- _MATERIAL_
>>>
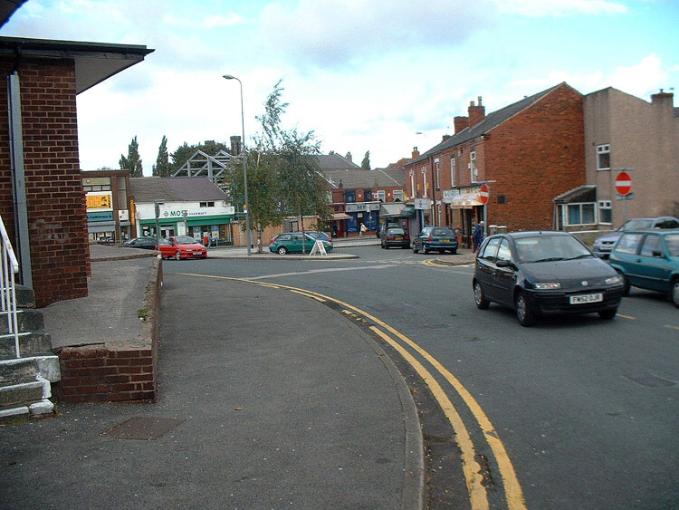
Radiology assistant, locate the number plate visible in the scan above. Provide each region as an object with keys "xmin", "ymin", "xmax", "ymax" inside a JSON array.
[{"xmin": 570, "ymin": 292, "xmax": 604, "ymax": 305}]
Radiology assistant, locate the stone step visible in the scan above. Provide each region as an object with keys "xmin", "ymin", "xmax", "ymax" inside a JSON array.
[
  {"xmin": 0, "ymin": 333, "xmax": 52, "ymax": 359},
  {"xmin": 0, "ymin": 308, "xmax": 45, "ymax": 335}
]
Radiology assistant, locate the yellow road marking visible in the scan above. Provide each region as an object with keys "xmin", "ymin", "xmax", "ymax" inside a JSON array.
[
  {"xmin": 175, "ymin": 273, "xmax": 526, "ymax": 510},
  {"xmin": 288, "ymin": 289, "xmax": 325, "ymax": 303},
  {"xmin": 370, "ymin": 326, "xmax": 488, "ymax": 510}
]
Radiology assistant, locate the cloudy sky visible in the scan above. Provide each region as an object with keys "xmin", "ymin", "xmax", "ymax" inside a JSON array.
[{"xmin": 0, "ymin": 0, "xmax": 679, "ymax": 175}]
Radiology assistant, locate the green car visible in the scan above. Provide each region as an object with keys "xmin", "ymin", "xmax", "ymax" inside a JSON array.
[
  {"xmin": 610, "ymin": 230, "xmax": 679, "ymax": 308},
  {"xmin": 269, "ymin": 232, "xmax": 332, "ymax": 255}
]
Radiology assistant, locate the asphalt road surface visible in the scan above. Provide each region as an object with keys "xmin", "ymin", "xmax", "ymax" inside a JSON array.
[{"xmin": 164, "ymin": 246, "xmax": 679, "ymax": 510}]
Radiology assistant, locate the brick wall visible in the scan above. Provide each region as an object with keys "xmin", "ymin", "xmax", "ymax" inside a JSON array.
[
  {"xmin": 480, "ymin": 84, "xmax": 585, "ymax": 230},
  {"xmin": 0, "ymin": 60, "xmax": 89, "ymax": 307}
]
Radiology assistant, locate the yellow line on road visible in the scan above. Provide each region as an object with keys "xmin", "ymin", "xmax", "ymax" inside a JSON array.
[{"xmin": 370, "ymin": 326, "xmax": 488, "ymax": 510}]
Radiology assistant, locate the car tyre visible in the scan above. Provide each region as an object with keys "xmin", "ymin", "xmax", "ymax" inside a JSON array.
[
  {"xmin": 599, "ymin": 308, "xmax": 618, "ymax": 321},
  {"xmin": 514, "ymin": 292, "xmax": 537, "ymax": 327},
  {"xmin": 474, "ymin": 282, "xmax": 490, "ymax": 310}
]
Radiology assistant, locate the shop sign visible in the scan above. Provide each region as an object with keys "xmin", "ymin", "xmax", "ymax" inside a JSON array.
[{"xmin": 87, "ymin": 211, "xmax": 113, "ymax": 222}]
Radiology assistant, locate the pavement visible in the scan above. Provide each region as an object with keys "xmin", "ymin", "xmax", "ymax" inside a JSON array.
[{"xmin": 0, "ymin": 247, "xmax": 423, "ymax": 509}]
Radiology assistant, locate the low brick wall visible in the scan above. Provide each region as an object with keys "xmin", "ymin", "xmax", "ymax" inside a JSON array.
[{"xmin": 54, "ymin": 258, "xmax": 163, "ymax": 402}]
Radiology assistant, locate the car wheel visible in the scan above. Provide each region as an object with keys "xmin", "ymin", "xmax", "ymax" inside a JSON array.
<<<
>>>
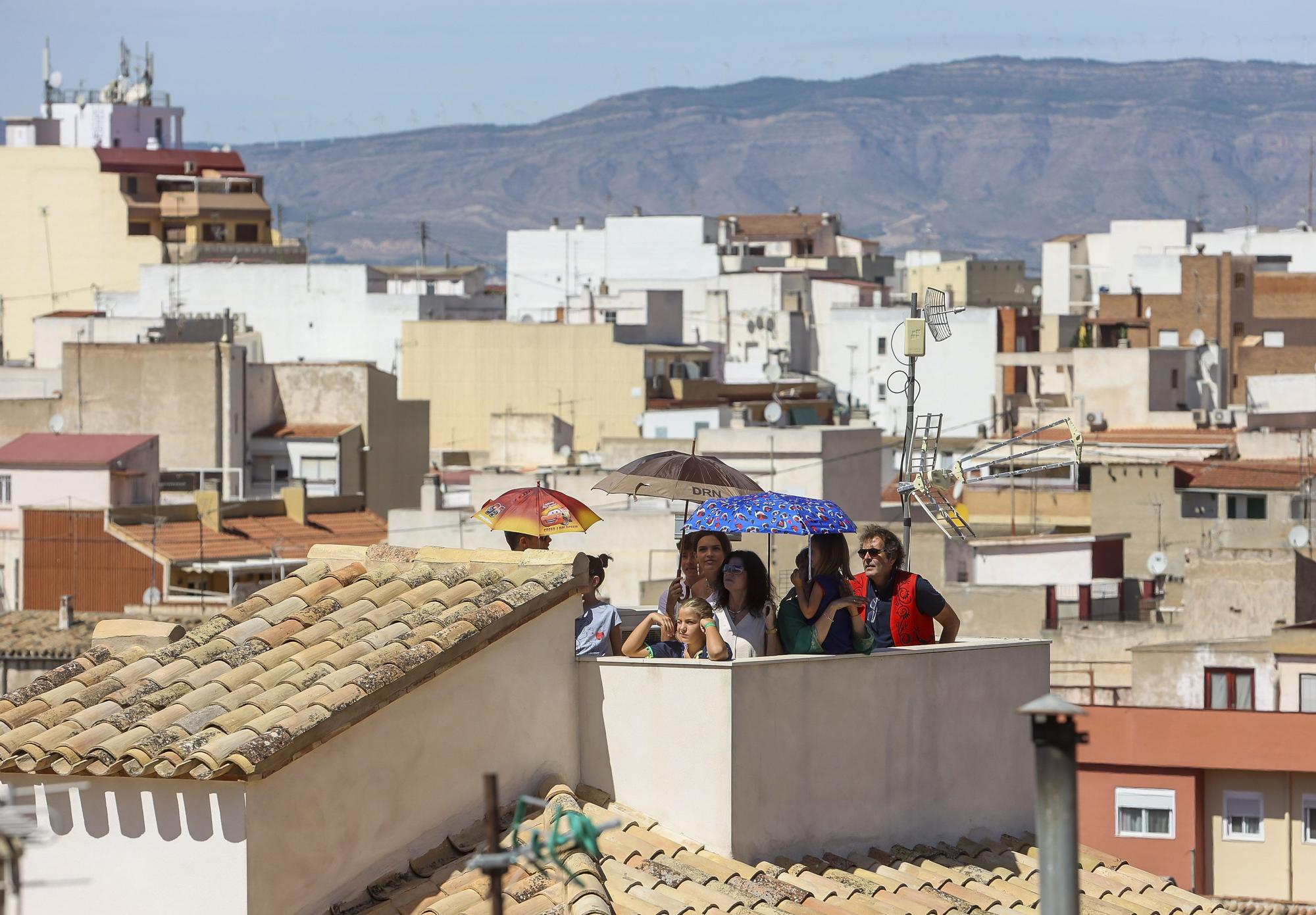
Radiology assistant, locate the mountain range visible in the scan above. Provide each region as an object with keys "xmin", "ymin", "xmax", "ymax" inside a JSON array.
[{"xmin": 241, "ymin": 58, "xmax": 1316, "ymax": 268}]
<<<
>>>
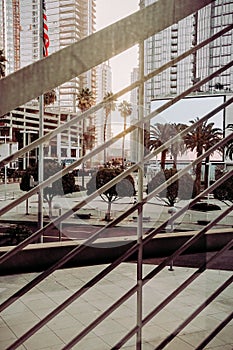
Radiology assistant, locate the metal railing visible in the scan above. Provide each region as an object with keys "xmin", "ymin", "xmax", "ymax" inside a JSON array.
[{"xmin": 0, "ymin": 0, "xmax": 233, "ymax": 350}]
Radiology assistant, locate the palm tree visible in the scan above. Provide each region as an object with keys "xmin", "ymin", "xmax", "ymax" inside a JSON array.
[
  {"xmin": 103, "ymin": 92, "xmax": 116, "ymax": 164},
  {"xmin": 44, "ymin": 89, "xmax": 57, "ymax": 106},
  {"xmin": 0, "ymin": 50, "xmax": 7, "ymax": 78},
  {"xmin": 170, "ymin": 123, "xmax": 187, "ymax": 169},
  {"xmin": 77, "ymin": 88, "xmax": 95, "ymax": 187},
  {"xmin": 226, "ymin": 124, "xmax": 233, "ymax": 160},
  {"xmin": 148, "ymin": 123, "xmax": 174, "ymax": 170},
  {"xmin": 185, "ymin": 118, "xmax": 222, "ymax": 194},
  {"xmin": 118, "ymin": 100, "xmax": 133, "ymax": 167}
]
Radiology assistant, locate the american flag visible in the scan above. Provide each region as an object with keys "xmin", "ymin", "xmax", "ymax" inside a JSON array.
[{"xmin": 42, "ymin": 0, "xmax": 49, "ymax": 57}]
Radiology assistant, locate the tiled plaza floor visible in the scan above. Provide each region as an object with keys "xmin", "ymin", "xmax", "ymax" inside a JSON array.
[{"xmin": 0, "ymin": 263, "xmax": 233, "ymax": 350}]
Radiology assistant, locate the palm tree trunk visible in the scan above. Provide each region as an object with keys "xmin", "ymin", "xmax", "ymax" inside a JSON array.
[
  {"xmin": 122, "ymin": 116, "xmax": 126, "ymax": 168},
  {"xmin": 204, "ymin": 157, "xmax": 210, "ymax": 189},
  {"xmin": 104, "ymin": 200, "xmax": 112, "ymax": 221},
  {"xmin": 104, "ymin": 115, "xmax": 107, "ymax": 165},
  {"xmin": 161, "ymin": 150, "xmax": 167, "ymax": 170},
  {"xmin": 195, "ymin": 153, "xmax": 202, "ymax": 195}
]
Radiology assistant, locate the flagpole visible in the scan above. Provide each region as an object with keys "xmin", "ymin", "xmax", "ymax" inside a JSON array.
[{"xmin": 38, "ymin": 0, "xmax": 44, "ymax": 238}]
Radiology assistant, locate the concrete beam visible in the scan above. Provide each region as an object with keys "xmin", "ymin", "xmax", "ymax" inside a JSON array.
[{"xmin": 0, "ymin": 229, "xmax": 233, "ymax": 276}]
<<<
- _SHORT TASK_
Report each line in the items above that contains the word "tree". Case counts.

- _ANSWER TO THE PROBLEM_
Radiology assistant, locate the palm tree visible in the scan above. Provide each region as an object with keys "xmin", "ymin", "xmax", "ymax" inside a JSON array.
Radiology assistant, locate the palm tree trunk visible in the scan above. Provide each region as an object with keys "xmin", "ymin", "xmax", "ymax" inside a JSON array.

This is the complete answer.